▸ **Requirements**
Can you turn every line of the entries below into a numbered list, leaving out the blank lines?

▸ **Data taken from a collection**
begin

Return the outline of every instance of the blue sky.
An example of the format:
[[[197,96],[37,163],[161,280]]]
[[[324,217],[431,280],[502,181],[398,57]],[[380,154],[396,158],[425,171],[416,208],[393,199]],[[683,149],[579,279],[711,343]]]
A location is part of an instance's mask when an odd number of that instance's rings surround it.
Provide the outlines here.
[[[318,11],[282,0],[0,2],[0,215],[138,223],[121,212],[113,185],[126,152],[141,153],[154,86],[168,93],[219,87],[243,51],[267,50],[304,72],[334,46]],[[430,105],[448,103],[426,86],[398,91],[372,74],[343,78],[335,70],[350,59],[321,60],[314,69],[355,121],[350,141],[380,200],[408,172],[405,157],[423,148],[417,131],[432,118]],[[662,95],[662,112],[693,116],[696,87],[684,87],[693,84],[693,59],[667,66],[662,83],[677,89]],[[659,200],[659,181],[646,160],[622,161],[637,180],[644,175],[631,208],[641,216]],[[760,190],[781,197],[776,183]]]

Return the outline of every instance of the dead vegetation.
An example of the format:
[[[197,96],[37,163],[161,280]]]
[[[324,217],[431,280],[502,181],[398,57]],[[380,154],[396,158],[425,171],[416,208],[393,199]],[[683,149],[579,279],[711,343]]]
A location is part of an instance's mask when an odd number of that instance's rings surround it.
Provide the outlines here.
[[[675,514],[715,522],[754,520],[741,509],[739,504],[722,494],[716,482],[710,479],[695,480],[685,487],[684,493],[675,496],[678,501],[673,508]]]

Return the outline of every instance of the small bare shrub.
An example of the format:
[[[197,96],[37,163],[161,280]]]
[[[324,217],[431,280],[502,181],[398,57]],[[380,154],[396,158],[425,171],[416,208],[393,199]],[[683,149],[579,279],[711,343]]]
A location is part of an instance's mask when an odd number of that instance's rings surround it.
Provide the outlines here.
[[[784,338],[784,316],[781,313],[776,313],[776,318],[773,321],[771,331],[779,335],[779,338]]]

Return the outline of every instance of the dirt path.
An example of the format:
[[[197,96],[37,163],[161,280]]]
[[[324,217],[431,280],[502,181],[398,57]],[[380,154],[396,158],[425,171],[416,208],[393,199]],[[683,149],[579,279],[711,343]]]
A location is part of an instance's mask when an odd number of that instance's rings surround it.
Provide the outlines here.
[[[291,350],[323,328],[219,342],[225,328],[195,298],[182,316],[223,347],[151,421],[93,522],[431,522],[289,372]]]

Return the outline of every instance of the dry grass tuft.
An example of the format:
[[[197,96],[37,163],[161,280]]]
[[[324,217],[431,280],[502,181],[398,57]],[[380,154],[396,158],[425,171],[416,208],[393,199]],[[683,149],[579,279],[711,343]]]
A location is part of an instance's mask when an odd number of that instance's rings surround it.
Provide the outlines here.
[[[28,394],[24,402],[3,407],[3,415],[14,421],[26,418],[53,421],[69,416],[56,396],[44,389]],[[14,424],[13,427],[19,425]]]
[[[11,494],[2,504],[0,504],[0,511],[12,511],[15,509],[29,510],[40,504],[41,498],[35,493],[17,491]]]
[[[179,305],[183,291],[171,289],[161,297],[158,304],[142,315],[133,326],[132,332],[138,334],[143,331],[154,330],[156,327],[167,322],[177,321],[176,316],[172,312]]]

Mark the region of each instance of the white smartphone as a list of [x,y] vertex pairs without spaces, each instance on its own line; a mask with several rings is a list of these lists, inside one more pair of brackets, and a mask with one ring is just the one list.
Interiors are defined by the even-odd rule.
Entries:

end

▸ **Right answer**
1. Return the outline of every instance of the blue sky.
2. An example of the format:
3. [[[197,96],[37,163],[161,280]]]
4. [[[324,217],[431,280],[502,181],[398,57]],[[380,154],[396,158],[425,171],[416,208],[393,199]],[[683,149],[579,279],[711,343]]]
5. A location is part of an instance's mask when an odd number of that instance's rings surround it.
6. Provide the outlines here.
7. [[[318,11],[282,0],[0,2],[0,215],[138,223],[121,212],[113,185],[126,152],[141,153],[154,86],[168,93],[219,87],[243,51],[267,50],[304,72],[334,46]],[[430,105],[448,103],[426,86],[398,91],[372,74],[343,78],[335,70],[350,59],[321,60],[314,69],[355,121],[350,141],[380,200],[408,172],[405,157],[423,148],[417,131],[432,118]],[[662,95],[662,112],[693,116],[696,87],[684,87],[693,84],[693,59],[667,66],[662,83],[677,89]],[[659,200],[659,181],[646,160],[622,161],[637,180],[644,175],[631,208],[641,216]],[[760,190],[781,197],[776,183]]]
8. Return the outline of every instance of the dead vegetation.
9. An example of the format:
10. [[[197,96],[37,163],[161,280]]]
11. [[[324,217],[431,280],[502,181],[398,57]],[[380,154],[396,158],[425,171],[416,208],[393,199]],[[683,149],[579,279],[711,343]]]
12. A location is part of an instance's mask when an odd number of that instance's rings surround it.
13. Provide the outlines here.
14. [[[675,514],[715,522],[754,520],[741,509],[739,504],[722,494],[716,482],[710,479],[695,480],[685,487],[684,493],[675,496],[678,501],[673,508]]]
15. Return the outline of every instance of the small bare shrub.
16. An example of the format:
17. [[[197,96],[37,163],[161,280]]]
18. [[[324,217],[431,280],[502,181],[398,57]],[[380,154],[396,158],[425,171],[416,208],[393,199]],[[683,149],[579,279],[711,343]]]
19. A location is part of an instance's mask when an odd number of that instance's rings surround it.
20. Provide the outlines here.
21. [[[784,338],[784,316],[781,313],[776,313],[776,318],[773,321],[771,331],[779,335],[779,338]]]
22. Return the outline of every instance of the dirt path.
23. An example of the format:
24. [[[197,96],[37,163],[161,280]]]
25. [[[324,217],[431,280],[502,181],[398,57]],[[380,154],[396,158],[425,171],[416,208],[393,199]],[[683,149],[579,279],[711,343]]]
26. A location is part of an instance's mask when an odd number of that instance's rings surround it.
27. Provide the outlines here.
28. [[[291,350],[323,328],[219,342],[225,328],[195,298],[182,316],[223,347],[151,421],[93,522],[431,522],[289,372]]]
29. Return the outline of every instance of the dry grass tuft.
30. An example of the format:
31. [[[197,96],[37,163],[161,280]]]
32. [[[324,217],[431,280],[502,181],[398,57]],[[380,154],[396,158],[425,171],[416,208],[393,199]],[[683,149],[579,279],[711,343]]]
33. A location is part of an instance's mask when an odd number of that instance's rings surround it.
34. Provide the outlines here.
35. [[[28,394],[24,402],[3,407],[3,415],[14,421],[26,418],[53,421],[69,416],[56,396],[44,389]],[[14,424],[13,427],[19,425]]]
36. [[[11,494],[2,504],[0,504],[0,511],[12,511],[15,509],[29,510],[40,504],[41,498],[35,493],[17,491]]]
37. [[[179,305],[183,291],[171,289],[161,297],[158,304],[142,315],[133,326],[132,332],[138,334],[143,331],[154,330],[156,327],[167,322],[177,321],[176,316],[172,312]]]
38. Mark the region of each instance of the white smartphone as a list of [x,y] vertex pairs without spaces, each instance on its own line; a mask with several rings is a list of these lists, inside one more pair of brackets, and a mask with one ring is just the one list.
39. Interiors are defined by the even-odd rule.
40. Entries:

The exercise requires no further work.